---------- Provided data ----------

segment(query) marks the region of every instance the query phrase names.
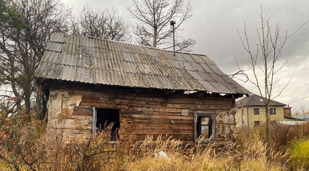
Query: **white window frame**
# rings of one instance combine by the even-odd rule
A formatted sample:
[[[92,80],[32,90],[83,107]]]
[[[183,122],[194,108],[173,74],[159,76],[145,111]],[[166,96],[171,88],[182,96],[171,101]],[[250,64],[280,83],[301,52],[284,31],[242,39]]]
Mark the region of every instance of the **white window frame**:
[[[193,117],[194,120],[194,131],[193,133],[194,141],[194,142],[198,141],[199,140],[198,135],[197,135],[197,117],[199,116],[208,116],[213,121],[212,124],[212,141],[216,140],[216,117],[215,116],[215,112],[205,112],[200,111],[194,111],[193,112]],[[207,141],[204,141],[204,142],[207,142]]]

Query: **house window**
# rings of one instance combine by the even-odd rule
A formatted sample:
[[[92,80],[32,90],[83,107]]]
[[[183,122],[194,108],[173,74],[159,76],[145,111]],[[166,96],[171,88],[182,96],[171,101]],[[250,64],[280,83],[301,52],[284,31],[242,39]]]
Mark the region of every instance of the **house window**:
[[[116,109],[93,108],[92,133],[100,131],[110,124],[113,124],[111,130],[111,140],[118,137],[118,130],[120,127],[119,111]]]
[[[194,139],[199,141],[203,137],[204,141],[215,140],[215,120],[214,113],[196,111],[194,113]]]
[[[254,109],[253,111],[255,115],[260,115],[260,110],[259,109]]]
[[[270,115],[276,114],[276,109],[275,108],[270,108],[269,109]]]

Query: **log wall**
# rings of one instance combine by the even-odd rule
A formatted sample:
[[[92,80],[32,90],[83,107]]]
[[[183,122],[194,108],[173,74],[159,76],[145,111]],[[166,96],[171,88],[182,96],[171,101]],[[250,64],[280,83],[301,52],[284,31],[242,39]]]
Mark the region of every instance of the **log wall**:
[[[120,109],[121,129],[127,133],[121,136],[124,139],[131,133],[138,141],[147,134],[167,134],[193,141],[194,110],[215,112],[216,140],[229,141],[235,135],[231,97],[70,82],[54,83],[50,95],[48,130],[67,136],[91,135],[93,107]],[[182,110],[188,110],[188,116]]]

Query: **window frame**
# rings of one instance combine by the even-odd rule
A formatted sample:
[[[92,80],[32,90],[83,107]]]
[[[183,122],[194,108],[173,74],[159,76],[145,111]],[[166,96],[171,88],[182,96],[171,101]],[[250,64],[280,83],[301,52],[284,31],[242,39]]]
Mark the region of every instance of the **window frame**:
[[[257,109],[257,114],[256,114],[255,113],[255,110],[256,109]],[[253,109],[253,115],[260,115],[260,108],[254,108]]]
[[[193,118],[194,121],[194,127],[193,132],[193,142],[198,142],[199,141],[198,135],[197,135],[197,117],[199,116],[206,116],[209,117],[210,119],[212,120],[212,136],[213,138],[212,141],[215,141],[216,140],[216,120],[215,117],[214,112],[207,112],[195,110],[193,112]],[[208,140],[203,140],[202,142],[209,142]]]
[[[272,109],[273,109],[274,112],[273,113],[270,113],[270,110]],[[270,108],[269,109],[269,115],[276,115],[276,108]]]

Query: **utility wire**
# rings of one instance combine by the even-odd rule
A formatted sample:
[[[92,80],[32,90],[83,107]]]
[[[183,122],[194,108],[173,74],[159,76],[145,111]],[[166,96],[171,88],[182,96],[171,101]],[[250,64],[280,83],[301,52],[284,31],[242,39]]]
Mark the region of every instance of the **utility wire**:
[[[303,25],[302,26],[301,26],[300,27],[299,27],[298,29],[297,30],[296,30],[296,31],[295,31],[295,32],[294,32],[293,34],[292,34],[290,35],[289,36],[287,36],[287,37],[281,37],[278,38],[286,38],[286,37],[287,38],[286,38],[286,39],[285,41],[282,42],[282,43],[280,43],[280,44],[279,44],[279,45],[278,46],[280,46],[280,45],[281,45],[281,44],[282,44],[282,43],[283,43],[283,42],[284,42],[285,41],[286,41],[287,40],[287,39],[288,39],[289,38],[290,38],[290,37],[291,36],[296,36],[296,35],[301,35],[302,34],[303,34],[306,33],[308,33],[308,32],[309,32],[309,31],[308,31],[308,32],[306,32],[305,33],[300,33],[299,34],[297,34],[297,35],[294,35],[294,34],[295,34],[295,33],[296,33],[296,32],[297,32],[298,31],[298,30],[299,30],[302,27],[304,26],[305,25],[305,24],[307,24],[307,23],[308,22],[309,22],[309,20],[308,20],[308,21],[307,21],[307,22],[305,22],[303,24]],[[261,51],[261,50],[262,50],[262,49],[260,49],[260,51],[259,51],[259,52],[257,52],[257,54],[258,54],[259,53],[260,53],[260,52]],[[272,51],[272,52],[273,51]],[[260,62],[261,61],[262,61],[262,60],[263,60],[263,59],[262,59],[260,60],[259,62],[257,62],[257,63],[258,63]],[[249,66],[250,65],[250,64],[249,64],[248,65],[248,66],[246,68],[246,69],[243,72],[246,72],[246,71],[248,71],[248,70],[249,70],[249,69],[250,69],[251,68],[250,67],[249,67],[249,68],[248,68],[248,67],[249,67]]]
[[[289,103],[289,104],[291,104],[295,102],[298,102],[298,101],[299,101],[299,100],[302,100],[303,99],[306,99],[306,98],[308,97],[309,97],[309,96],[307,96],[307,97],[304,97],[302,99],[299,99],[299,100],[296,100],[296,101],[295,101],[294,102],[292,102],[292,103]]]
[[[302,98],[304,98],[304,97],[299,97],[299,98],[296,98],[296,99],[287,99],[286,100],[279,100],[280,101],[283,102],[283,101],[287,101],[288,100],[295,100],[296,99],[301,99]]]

----------

## Requirement
Copy the listing word for word from the line containing "Query: **log wall**" down to the line containing "Mark the region of every instance of the **log", both of those lines included.

## Answer
Query: **log wall**
# rings of one instance combine by the even-odd rule
A formatted sample:
[[[92,80],[32,90],[83,107]]]
[[[183,122],[194,108],[173,74],[159,76],[145,111]],[[166,96],[171,88],[182,96],[171,101]],[[250,64],[280,83],[301,52],[284,31],[242,39]]]
Mark the region of every instance of the **log wall**:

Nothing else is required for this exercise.